- **AVAILABLE DATA**:
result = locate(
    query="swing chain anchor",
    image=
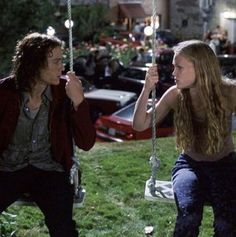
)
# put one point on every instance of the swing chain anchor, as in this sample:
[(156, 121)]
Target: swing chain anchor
[(155, 164)]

- **WHAT TO DO**: The records above should be reproduced exactly, with the pictures omitted.

- **SOLUTION BELOW**:
result = locate(
    query="swing chain anchor",
    image=
)
# put one point on every instance of the swing chain anchor, as in this sample:
[(156, 121)]
Target: swing chain anchor
[(155, 164)]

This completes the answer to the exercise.